## BEGIN

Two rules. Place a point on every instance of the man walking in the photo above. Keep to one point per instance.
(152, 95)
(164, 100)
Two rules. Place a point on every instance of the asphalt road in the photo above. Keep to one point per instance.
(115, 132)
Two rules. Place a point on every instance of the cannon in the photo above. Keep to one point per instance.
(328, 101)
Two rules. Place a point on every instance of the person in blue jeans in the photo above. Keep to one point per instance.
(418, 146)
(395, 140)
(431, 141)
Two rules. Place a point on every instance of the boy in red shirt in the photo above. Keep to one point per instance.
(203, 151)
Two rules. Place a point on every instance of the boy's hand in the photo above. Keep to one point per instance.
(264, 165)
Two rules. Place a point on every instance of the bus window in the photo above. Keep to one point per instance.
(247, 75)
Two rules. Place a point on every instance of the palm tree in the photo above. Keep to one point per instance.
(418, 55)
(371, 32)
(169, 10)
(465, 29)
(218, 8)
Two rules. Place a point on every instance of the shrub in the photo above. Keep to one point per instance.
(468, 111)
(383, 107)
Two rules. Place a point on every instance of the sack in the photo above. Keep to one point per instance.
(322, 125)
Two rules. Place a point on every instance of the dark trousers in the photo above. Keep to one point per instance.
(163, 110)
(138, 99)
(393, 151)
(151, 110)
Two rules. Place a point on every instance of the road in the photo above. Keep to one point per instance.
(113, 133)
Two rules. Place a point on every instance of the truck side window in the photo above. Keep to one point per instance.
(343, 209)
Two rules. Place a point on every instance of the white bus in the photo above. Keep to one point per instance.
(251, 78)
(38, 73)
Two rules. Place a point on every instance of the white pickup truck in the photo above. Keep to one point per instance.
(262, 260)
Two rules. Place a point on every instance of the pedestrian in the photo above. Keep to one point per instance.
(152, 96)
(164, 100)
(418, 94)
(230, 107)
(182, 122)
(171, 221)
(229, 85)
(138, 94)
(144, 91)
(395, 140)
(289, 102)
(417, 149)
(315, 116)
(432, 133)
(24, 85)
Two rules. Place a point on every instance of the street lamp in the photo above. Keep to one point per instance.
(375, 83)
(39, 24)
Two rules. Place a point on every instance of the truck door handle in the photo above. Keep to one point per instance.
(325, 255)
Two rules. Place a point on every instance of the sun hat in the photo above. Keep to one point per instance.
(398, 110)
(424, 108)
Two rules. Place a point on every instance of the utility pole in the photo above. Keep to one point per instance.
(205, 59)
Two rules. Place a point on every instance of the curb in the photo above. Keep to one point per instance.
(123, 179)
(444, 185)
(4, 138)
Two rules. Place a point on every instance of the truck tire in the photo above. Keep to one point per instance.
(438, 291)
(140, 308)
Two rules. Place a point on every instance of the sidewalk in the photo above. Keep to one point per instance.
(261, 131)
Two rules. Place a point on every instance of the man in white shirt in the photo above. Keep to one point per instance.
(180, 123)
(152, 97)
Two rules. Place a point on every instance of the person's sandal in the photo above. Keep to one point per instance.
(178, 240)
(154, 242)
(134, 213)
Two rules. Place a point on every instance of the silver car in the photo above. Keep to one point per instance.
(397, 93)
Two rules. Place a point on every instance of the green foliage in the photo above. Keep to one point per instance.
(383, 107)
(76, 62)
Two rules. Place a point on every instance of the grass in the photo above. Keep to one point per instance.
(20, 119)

## END

### What you have to do
Give back each line above precisely as it stands.

### Exercise output
Two rules. Place a point on every instance of the man walking in the photo above. Keep to one point per instance.
(152, 95)
(164, 100)
Two rules. Place a point on every instance of the asphalt road in the photo above. Keep to one point per instance.
(115, 132)
Two rules. Place a point on every instance of the cannon in the photo above. Keep to one point per instance.
(328, 101)
Two rules. Place a point on every instance of the person in blue jeans in the photo above. Keep to one point per instance.
(418, 146)
(395, 140)
(431, 141)
Two rules. Place a point on every instance of the boy in red shirt in the photo above. Keep to one point per instance.
(203, 151)
Two rules. Place a point on every instance of the boy's hand in the photo above. Keep to one point per instance.
(264, 165)
Two rules. Place a point on every instance of the bus window in the photo above. Keep to one point per instance.
(247, 75)
Two rules. Place a point on every instance of the palm tree in the photo above. Keep to one point per instance.
(418, 55)
(371, 32)
(169, 10)
(465, 29)
(218, 8)
Two rules. Place a point on every instance of the shrub in the photo above. Keep to one point per instance.
(468, 111)
(383, 107)
Two rules. Place a point on every instance of the sack in the photo above. Keep to one point per instance.
(322, 125)
Two rules. Place a point on every instance of the dark trousers in the photo above. Keep to one point per instance.
(163, 110)
(138, 99)
(393, 151)
(151, 110)
Two rules. Place a point on every instance of the road in the photo above. Keep to one point per instance.
(113, 133)
Two rules. Place a point on every instance of the truck side window in the photo above. Keep to one point per instance.
(343, 209)
Two rules. Place a point on every instance of the white bus in the photo above. Keep to one point per instance.
(251, 78)
(38, 73)
Two rules. Place a point on every instance of the white pickup truck in the photo above. Keep to one point per instance.
(262, 260)
Two rules. Place a point on every instance of the pedestrian in the photo above. Keep to one point per instance.
(152, 96)
(164, 100)
(418, 94)
(230, 107)
(182, 122)
(171, 221)
(229, 85)
(138, 94)
(144, 91)
(395, 140)
(289, 102)
(417, 149)
(315, 116)
(432, 133)
(24, 85)
Two rules. Place a point on every instance of the street lamp in the photo above. Keep to one point per instance.
(375, 83)
(39, 24)
Two rules. Place a point on every instance of the truck door handle in the photo above. Keep to one point per instance.
(325, 255)
Two rules. Place a point on every instance of the sun hat in the photo above. Keep to one point per instance.
(398, 110)
(424, 108)
Two rules. Place a point on every instance of the utility pole in the photo above. Keep to one point per instance.
(205, 59)
Two rules. Place a point on every instance of the curb in the photo above. Keep to one point per instance.
(123, 179)
(444, 185)
(4, 138)
Two rules. Place a point on every instance of the truck tire in the photo above. Keep to one point per instance.
(438, 291)
(140, 308)
Two rules. Place a point on every instance of the sidewalk in the photo above. Keep to one point per instance.
(261, 131)
Two rules. Place a point on every instance of the man in white shirt in the photo above. Keep to one point per instance.
(180, 123)
(152, 97)
Two rules. Place a point on every instance of the person's sandal in the photo above. Keep to one point per instance.
(178, 240)
(154, 242)
(134, 213)
Two rules. Place a point on every instance of the silver car in the photo above. Keep to one point per instance.
(397, 93)
Two rules. Place a point on every instance of the green foliage in the photo above. Keep to one point per instance.
(383, 107)
(76, 62)
Two rules. Place a point on every instance of the grass in the photo above. Keep to one point per instance.
(20, 119)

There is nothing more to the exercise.